Copy word for word the lines of the material below, starting with the line that contains "Where does a point fall on the short sleeve?" and going on through the end of the material.

++++ Listed records ++++

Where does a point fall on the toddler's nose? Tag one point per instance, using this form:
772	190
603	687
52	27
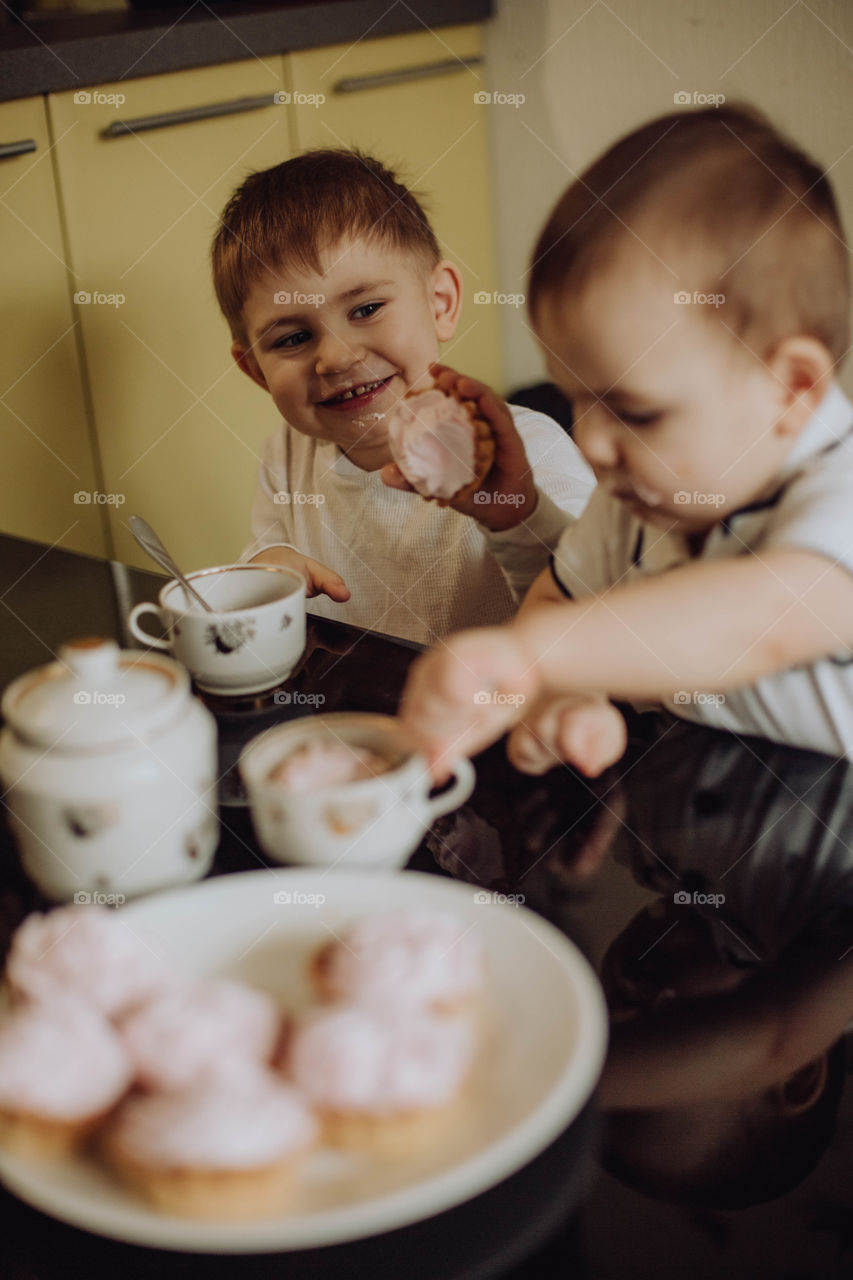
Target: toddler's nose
336	355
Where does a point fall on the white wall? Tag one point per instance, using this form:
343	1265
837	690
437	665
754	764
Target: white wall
593	69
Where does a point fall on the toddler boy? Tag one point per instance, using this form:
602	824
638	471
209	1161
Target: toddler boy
690	295
337	297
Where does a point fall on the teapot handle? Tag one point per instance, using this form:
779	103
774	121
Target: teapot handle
138	632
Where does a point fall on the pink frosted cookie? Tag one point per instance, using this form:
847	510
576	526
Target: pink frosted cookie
224	1150
377	1082
443	449
62	1070
85	951
325	763
199	1031
410	959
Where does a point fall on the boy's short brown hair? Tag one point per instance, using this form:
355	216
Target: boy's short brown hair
724	182
291	213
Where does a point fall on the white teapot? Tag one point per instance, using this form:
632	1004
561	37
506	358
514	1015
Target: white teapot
110	768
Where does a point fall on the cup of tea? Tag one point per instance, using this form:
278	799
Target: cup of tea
251	641
343	789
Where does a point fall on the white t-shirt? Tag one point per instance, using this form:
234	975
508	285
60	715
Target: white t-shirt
415	570
811	510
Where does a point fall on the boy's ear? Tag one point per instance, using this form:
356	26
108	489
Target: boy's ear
246	361
803	369
446	297
801	1089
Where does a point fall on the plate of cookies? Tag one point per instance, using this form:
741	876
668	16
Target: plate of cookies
287	1059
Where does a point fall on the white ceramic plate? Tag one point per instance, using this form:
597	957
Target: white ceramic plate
543	1046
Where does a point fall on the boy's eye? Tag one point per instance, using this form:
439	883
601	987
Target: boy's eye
366	309
638	419
292	339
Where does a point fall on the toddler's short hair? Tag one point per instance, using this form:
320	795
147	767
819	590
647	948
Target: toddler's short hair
291	213
724	182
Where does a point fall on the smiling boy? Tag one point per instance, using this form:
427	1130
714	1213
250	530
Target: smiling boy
711	568
337	297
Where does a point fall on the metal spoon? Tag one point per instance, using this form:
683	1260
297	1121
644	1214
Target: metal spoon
151	544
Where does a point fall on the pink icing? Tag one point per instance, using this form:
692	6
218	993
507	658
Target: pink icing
322	763
432	442
200	1031
405	958
352	1059
60	1061
87	951
229	1125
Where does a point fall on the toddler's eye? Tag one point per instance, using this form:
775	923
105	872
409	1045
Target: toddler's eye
638	419
368	309
292	339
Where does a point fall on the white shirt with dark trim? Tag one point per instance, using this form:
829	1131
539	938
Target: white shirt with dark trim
415	570
811	510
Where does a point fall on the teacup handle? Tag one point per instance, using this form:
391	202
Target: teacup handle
136	630
457	794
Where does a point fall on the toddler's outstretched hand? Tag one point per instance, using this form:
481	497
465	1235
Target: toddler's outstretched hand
319	579
464	694
509	492
584	730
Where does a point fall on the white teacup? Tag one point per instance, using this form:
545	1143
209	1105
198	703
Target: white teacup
252	640
375	822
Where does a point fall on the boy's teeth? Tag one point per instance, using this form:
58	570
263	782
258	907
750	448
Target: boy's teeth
357	391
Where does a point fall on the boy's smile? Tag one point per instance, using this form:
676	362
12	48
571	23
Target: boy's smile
338	347
675	416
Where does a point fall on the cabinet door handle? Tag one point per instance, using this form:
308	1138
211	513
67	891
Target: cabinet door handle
406	73
17	149
167	119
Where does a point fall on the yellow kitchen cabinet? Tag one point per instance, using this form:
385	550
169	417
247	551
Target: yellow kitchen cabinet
410	100
48	456
178	425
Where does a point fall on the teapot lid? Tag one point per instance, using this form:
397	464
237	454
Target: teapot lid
95	695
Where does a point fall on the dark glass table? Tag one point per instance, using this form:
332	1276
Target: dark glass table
706	876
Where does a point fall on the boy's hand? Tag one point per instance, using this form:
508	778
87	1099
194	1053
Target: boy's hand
319	579
509	492
583	730
464	694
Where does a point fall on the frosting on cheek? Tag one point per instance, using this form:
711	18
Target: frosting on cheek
432	442
60	1061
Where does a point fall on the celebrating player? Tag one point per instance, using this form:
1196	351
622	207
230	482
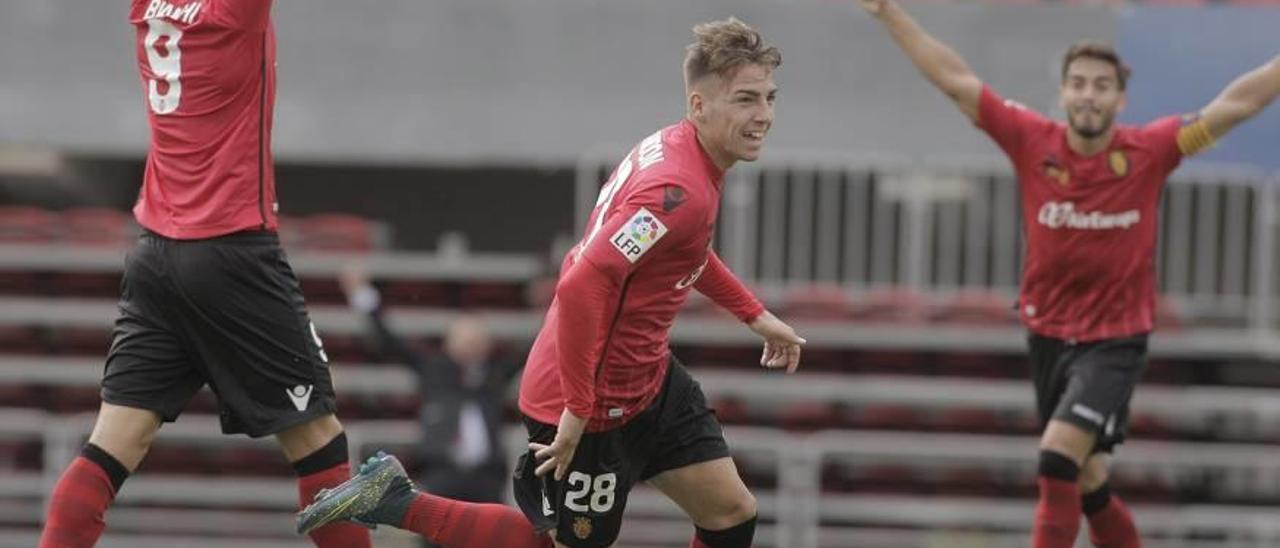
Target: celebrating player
208	295
604	401
1089	192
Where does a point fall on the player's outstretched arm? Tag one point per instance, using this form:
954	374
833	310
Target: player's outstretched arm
1243	99
781	343
940	63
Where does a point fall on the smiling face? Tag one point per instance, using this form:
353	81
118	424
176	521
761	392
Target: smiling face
728	82
732	117
1091	96
1093	88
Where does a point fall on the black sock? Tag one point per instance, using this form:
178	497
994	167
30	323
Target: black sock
323	459
1097	501
1059	466
113	467
736	537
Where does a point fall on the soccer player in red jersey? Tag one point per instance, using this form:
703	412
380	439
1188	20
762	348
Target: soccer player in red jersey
208	295
1089	192
604	401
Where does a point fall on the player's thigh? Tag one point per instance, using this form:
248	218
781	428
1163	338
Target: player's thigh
124	433
712	493
1095	473
1097	396
306	438
1048	359
247	322
1069	439
149	375
585	508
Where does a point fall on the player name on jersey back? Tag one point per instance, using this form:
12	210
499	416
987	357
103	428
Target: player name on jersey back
161	9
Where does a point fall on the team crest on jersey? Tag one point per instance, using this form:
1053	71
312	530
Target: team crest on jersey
1119	163
161	9
581	528
1054	169
638	234
672	197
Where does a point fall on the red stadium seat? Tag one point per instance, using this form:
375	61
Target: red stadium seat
970	420
886	418
818	302
492	295
83	284
809	416
81	341
97	227
339	232
415	293
894	305
883	479
1168	315
976	309
22	339
1150	427
969	482
27	225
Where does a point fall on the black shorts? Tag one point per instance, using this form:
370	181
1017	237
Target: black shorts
1088	384
586	507
224	311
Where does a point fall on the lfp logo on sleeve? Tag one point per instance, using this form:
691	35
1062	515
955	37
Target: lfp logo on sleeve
638	234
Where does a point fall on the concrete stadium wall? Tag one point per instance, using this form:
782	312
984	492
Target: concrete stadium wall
519	82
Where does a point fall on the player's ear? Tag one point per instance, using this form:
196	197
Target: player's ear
696	105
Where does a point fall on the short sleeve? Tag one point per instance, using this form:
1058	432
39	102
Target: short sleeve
247	14
1006	122
647	223
1162	137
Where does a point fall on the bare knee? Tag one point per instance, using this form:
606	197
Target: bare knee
309	437
1068	439
124	433
1093	474
735	511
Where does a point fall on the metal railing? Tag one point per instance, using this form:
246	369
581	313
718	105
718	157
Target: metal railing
956	227
796	514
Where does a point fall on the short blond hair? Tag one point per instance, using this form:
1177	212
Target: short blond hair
722	46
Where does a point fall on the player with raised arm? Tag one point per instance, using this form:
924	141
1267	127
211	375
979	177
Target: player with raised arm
604	401
1089	192
208	295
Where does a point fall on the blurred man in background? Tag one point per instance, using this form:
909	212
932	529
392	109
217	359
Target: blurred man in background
208	295
604	401
464	393
1091	191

++++

* [Answer to the exercise]
Where does a point fall on the short sleeve? Tag one point per instance, using this form:
1058	432
39	102
Target: short sleeve
247	14
1006	122
647	223
1162	137
Where does a point fall on the bare knee? Tag one point per instance, using this form:
606	197
Target: bare knee
309	437
1068	439
124	433
1093	474
735	511
Where does a point fall on the metal railing? Tag one point per instance, using this form:
246	369
581	313
718	105
718	157
Target: metal railing
956	227
796	514
Where does a point fall on the short blond hair? Tag one point per instance, using this form:
1177	212
Target: short blond hair
722	46
Where does a point fall on the player with raised arm? Tag one point per instance, using this form:
924	141
1267	127
211	375
979	177
Target: player with raised arm
604	401
1089	192
208	295
Where does a point fall on the blurred man in background? Tag one point per instance, using this form:
909	212
932	529
392	109
217	359
Target: blurred man in background
208	295
604	401
464	393
1091	191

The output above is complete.